Start of Given passage
From then until now, I’ve explored a lot of writing endeavors. There’s news writing for the school paper, fan fiction, business writing, feature writing, the works. There was a time a few years back when all I could really write was business emails, and that frustrated me a lot, even if I loved the company I worked for and the people I worked with. In every phase of my life so far, I feel like fiction has always been calling out to me, telling me to simply tell a story. And I think that at the very core of everything I’ve done so far, the reason why I think I could do this is because I know there are stories within me that need to be told. They don’t necessarily reflect my personal history, but they are stories I myself would like to read, stories I would love to experience even if vicariously.

And it’s not so much of a want than a need to tell them, because sometimes a story comes to me and it bothers me so much if I don’t sit down and let it all out, whether on paper or an electronic equivalent. Yeap. Plot bunnies are relentless sometimes. They breed and breed and breed in your head until you have no choice but build them an actual home.


Mina listed a few awesome things in her email, dreams she has about the books she’s written and the books she’s yet to write, and it would be an utter lie if I said I don’t wish for any of those too. So here’s my own list of dreams, and I’m sharing them with you because I know you won’t judge:

  1. To reach into someone’s heart. I guess this is as simple as it gets, right? Even if we’re scared of criticism, and even if we’ve already gotten criticized, the simple knowledge that we have touched someone with something we have written is a reward in itself. Throughout the nine or so years that I have been publishing fiction online, I was able to find awesome people who have reached out to me and told me how wonderful it is to have stumbled upon my work. Some of them surprise me by saying, years after a certain piece has been published, that my work has inspired them to write fiction themselves.

    One of the people I’ve met online now works as a copy editor and had edited my first eBook, Paper Planes Back Home. One of them has beta-ed for me since 2010 and is the most awesome critic/spazzer a writer like me could ever wish for. And one of them is now taking the #SparkNA class with me and is helping inspire other writers to just continue sprinting to the finish line. Three people might be a few for many, but they’re worth so much more than that to me.
End of Given passage
Task requirements >>
a - In the passage about writing, what is the title of the writer's first eBook?
b - Reproduce the passage about writing word for word, from "And it’s not" up to and including "an actual home.".
Start of Data to examine
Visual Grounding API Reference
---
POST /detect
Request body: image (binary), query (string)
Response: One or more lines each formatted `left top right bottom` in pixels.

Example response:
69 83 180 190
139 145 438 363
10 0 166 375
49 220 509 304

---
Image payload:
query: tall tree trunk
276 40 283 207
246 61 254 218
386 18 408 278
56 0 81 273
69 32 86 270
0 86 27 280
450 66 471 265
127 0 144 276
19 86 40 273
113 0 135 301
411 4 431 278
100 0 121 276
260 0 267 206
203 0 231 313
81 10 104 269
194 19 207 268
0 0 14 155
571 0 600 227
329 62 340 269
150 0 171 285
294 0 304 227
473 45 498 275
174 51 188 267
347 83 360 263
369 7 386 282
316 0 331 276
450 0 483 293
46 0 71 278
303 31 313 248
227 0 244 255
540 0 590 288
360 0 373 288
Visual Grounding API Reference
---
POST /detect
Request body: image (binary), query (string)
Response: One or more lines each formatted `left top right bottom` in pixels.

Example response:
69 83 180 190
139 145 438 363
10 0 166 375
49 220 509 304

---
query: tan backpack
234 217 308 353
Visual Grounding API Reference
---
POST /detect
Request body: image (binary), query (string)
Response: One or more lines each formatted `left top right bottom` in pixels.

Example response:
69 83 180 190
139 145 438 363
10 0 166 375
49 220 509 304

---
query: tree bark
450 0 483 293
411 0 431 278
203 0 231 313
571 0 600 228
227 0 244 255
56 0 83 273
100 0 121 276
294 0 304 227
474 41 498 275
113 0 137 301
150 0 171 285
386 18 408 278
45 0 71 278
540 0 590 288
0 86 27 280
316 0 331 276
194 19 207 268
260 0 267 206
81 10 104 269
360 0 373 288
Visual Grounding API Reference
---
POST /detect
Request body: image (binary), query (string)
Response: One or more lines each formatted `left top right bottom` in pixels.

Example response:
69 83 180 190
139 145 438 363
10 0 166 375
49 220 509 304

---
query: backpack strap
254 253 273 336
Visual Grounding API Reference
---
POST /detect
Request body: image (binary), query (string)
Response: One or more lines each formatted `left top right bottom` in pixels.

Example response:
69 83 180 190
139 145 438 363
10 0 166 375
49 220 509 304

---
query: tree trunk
End of Data to examine
Responses in order >>
a - Paper Planes Back Home

b -
And it’s not so much of a want than a need to tell them, because sometimes a story comes to me and it bothers me so much if I don’t sit down and let it all out, whether on paper or an electronic equivalent. Yeap. Plot bunnies are relentless sometimes. They breed and breed and breed in your head until you have no choice but build them an actual home.